EXCERPT PROVIDED —
·····

CMS Chief Clinical Officer Sean Tunis Charged With Records Falsification
The Maryland Board of Physicians has charged Sean Tunis, CMS chief clinical officer and a former Senate staffer, with falsification of records, failure to comply with subpoenas and unprofessional conduct in the practice of medicine, according to a complaint obtained by The Hill. According to the complaint, Tunis -- who works on a part-time basis in the Emergency Medicine Department at Mercy Medical Center in Maryland -- falsified records to indicate that he had complied with continuing medical education requirements. All practicing physicians must accumulate the required amount of CME credits to retain their medical licenses.
The complaint alleges that Tunis, who has served at CMS since 2000, used government supplies to falsify two CME certificates and sent the certificates to Mercy on Jan. 2, 2002. According to the complaint, Tunis "persistently failed to comply with the board's subpoenas that he produce original CME documentation" and "failed to provide a legitimate reason for his failure to produce CME documentation for CME credits he had claimed." The complaint added that his actions amounted to "unprofessional conduct in the practice of medicine."
Tunis told the board that he falsified the two CME certificates but said that he did not send them to Mercy. According to Tunis, a CMS employee searched his office and faxed the certificates to Mercy. The board will hold a "case-resolution conference" on the complaint on Thursday. An administrative law judge will hear the case in July in the event that the board does not reach a resolution.

·····

DATASET EXTRACT —
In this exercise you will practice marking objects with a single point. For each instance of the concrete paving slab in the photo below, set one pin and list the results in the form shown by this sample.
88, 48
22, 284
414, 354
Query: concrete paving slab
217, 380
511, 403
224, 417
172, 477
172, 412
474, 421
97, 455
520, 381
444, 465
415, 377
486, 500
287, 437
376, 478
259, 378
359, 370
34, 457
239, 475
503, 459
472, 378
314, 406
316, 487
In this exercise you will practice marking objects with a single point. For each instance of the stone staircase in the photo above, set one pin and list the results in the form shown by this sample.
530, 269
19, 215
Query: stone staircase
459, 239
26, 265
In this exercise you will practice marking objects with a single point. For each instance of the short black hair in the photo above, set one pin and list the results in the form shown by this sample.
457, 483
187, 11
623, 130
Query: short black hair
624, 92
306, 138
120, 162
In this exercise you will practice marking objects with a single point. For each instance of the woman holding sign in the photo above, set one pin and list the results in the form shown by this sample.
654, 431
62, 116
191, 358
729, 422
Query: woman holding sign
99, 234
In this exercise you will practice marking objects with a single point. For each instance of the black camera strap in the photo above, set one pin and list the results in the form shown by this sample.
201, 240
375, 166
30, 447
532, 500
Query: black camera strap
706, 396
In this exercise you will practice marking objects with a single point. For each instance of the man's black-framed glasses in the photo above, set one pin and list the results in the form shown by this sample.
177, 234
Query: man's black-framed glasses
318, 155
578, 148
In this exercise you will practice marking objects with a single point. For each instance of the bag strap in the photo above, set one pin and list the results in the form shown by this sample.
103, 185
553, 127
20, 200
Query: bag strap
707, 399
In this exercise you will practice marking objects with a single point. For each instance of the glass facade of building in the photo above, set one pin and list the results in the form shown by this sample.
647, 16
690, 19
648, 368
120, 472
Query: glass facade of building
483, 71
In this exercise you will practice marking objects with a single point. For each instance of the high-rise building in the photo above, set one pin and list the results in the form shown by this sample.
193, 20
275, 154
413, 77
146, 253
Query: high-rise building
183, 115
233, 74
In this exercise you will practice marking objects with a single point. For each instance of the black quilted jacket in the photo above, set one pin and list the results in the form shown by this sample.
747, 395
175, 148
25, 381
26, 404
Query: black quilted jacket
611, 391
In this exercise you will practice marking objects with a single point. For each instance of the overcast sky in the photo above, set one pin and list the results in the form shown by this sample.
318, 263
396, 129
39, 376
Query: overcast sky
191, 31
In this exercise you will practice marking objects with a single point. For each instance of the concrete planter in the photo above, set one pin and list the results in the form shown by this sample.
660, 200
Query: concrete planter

·····

EXERCISE TASKS —
A: Output the passage of the Sean Tunis article from "Tunis told the" to "reach a resolution.", word for word.
B: Please write the next part of the Sean Tunis article, picking up after its final sentence.
The records play no part in what follows.

ANSWERS FOR EACH ITEM —
A:
Tunis told the board that he falsified the two CME certificates but said that he did not send them to Mercy. According to Tunis, a CMS employee searched his office and faxed the certificates to Mercy. The board will hold a "case-resolution conference" on the complaint on Thursday. An administrative law judge will hear the case in July in the event that the board does not reach a resolution.

B:
The board, which declined to comment on the complaint, could take disciplinary actions against Tunis -- such as the suspension or revocation of his medical license, probation or a fine -- which "could have political ramifications given that the target would be the federal government's point man on quality of care," according to The Hill. Tunis serves as director of the Office of Clinical Standards and Quality, which determines whether Medicare will cover prescription drugs, medical devices and other treatments and likely will "play a major role in deciding Medicare's coverage policy" on certain medications under the new prescription drug benefit, which takes effect in 2006, The Hill reports.
"It is unclear" whether the CMS ethics official will address the issue and whether Tunis can continue to work at Mercy while the board considers his case, according to The Hill. Gary Carr, CMS director of media affairs, said, "This is a personnel matter, and we cannot comment at this time. As a general matter, we have a detailed process in place to ensure the integrity of our personnel and decision-making" (Cusack, The Hill, 4/6).